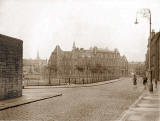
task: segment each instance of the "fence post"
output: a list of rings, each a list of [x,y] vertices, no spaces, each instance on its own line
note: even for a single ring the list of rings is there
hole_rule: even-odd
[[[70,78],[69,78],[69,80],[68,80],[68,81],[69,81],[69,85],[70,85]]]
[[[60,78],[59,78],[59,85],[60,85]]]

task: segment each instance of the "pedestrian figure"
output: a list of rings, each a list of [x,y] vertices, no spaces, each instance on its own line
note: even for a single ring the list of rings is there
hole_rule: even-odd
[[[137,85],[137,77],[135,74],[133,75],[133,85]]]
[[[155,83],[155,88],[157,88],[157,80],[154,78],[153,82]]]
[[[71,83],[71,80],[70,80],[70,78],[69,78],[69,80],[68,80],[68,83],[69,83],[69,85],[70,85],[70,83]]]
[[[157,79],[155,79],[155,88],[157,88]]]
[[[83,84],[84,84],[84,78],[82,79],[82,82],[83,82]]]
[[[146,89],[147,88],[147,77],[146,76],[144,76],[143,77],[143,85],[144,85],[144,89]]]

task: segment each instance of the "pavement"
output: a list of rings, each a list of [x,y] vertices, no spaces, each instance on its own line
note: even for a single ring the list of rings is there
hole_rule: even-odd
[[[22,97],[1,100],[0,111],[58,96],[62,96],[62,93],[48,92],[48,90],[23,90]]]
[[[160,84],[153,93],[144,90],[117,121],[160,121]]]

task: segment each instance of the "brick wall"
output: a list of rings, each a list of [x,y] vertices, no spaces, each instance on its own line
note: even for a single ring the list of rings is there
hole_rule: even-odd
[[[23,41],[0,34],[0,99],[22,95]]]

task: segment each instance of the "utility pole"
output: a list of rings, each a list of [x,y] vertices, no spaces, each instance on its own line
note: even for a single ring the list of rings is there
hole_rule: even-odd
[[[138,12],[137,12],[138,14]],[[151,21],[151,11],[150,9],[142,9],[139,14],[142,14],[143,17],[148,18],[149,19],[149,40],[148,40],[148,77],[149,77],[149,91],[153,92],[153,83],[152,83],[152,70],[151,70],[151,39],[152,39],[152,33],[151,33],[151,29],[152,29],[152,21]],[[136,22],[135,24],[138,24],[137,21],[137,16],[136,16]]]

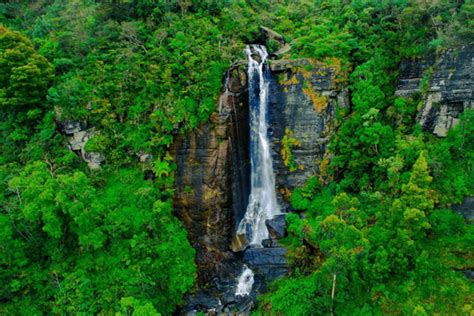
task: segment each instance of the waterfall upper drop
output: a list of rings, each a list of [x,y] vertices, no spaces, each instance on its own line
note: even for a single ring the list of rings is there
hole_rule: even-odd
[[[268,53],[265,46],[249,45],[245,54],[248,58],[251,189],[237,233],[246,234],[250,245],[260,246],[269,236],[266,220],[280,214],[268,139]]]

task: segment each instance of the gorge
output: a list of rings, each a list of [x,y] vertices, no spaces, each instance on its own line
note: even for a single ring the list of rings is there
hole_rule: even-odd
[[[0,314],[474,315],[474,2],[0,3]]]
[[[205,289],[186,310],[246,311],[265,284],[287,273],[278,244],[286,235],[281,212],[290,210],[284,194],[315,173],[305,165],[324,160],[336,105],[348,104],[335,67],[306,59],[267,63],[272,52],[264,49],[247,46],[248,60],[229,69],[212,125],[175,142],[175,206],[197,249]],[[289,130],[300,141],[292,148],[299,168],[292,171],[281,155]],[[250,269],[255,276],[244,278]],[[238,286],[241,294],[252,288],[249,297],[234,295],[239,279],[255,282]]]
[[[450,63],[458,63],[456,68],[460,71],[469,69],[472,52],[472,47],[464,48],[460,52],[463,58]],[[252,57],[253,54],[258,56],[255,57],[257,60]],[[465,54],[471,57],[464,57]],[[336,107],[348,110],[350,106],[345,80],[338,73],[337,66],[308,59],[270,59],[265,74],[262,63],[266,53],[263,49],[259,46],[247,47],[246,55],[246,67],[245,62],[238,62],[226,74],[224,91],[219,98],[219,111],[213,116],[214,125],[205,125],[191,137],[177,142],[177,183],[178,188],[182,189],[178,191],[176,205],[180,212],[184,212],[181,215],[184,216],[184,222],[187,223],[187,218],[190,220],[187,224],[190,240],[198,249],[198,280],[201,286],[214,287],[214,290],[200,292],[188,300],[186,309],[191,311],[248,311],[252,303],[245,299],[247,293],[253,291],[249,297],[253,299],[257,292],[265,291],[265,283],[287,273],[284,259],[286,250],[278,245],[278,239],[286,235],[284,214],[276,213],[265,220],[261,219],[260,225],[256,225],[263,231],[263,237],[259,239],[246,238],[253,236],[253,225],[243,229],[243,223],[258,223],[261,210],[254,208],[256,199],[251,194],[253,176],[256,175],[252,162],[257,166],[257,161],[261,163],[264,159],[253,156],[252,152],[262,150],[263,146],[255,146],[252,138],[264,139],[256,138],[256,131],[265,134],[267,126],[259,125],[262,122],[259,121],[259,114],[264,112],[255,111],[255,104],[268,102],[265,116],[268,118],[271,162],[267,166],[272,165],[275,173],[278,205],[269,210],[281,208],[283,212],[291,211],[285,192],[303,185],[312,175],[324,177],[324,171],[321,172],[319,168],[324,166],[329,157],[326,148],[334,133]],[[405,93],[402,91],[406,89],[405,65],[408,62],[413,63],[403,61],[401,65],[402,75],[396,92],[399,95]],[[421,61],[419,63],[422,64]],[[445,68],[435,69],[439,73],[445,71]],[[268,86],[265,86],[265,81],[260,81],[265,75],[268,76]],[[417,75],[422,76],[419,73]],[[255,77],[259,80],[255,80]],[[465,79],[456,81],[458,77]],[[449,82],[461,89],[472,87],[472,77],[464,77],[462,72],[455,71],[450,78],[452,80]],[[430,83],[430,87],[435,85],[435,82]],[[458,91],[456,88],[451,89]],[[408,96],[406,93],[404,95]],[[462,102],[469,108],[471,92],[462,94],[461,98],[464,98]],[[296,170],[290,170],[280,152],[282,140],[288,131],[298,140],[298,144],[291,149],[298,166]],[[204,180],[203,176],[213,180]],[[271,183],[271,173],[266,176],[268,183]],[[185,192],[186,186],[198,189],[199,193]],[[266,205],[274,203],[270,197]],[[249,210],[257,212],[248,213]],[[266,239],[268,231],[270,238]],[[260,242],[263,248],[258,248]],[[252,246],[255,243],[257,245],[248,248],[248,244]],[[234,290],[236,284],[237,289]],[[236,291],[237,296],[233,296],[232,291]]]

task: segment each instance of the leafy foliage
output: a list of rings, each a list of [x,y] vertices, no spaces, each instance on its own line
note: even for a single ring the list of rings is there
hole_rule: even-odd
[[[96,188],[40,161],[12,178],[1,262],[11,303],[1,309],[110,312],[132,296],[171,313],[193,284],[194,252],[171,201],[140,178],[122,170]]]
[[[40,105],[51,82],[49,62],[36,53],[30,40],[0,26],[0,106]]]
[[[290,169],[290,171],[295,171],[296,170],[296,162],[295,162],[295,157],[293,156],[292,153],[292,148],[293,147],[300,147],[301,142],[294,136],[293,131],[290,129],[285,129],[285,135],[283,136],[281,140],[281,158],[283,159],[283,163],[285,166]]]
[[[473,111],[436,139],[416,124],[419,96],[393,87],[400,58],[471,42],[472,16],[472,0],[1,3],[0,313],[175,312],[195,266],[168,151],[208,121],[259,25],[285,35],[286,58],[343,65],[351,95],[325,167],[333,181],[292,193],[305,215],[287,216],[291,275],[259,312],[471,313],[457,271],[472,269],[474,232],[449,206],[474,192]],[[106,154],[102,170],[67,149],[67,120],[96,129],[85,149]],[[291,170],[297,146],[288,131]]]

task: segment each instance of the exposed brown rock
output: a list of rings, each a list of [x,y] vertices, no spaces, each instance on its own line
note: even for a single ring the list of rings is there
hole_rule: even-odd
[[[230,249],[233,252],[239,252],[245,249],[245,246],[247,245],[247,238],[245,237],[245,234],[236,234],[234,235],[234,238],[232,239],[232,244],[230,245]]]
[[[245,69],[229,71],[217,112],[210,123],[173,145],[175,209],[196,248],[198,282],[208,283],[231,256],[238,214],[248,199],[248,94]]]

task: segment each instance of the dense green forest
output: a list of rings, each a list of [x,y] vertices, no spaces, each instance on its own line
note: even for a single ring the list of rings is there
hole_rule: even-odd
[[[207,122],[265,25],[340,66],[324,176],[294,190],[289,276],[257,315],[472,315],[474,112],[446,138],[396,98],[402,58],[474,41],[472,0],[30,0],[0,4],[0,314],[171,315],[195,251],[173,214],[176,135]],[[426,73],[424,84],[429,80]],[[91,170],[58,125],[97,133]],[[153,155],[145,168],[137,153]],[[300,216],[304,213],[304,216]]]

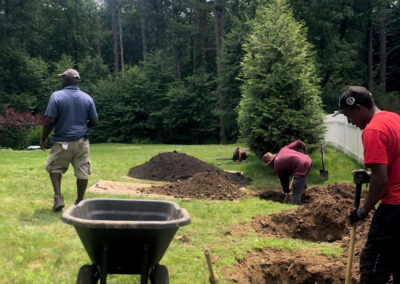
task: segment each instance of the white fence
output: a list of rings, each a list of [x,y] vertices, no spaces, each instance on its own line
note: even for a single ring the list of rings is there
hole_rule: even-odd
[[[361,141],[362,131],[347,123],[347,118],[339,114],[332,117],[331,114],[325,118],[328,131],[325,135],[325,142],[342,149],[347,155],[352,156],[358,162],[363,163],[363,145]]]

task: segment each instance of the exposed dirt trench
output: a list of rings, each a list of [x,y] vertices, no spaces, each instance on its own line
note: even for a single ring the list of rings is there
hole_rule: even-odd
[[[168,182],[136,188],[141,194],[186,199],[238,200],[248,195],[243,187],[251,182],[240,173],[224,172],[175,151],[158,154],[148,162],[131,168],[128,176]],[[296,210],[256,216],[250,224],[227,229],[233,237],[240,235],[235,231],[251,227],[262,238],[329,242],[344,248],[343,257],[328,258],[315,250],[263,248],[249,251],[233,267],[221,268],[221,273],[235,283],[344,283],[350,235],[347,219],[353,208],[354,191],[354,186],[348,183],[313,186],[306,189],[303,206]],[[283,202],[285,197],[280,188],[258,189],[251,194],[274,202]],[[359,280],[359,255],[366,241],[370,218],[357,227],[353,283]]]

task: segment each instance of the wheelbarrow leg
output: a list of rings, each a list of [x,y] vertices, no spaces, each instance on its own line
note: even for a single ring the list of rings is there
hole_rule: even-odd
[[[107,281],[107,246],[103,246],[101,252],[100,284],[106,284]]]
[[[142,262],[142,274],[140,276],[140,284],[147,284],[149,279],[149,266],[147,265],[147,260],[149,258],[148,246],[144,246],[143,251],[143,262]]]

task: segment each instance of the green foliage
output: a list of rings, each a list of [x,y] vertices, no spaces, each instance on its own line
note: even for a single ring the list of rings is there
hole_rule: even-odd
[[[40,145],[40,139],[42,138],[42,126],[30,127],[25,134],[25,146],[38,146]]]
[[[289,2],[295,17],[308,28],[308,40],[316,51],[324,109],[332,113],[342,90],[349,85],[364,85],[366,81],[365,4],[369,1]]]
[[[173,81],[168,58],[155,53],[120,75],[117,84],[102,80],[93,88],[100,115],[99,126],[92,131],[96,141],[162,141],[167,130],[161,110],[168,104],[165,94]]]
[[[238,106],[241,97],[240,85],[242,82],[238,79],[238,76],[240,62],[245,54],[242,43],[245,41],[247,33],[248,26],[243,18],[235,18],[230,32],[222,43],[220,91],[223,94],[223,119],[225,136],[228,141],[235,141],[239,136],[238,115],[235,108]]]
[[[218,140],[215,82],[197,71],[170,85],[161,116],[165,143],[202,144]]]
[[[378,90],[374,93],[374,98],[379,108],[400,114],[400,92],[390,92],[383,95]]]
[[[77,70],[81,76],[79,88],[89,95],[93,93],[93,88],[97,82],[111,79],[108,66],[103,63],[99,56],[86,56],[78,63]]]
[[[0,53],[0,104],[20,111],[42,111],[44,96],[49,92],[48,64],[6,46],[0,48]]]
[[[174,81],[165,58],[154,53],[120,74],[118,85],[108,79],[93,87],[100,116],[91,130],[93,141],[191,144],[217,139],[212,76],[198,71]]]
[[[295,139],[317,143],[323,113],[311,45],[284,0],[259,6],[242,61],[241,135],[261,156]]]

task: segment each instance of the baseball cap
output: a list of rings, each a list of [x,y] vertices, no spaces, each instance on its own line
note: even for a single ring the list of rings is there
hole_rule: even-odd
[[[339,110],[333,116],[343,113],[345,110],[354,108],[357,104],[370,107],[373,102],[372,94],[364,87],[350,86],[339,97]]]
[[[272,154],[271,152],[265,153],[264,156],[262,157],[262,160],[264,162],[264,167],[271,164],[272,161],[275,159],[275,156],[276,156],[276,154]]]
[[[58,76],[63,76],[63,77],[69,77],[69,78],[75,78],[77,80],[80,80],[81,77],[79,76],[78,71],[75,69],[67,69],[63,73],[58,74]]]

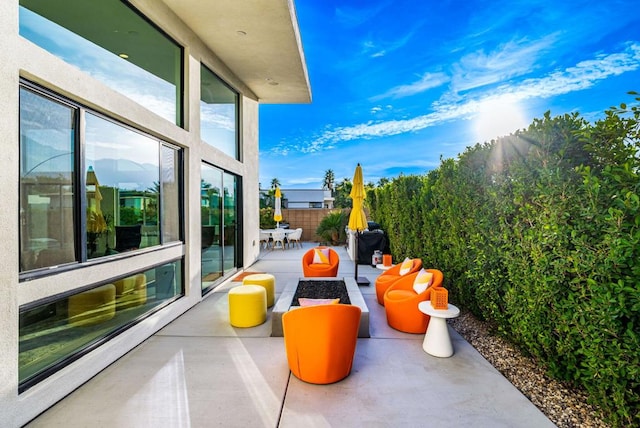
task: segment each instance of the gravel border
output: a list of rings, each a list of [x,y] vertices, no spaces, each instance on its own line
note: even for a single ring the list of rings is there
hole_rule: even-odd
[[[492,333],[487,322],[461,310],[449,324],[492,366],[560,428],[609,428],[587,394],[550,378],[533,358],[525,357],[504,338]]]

- _Directions_:
Work out how many lines in the listing above hold the word "exposed", and answer only with that number.

- _Solved exercise_:
2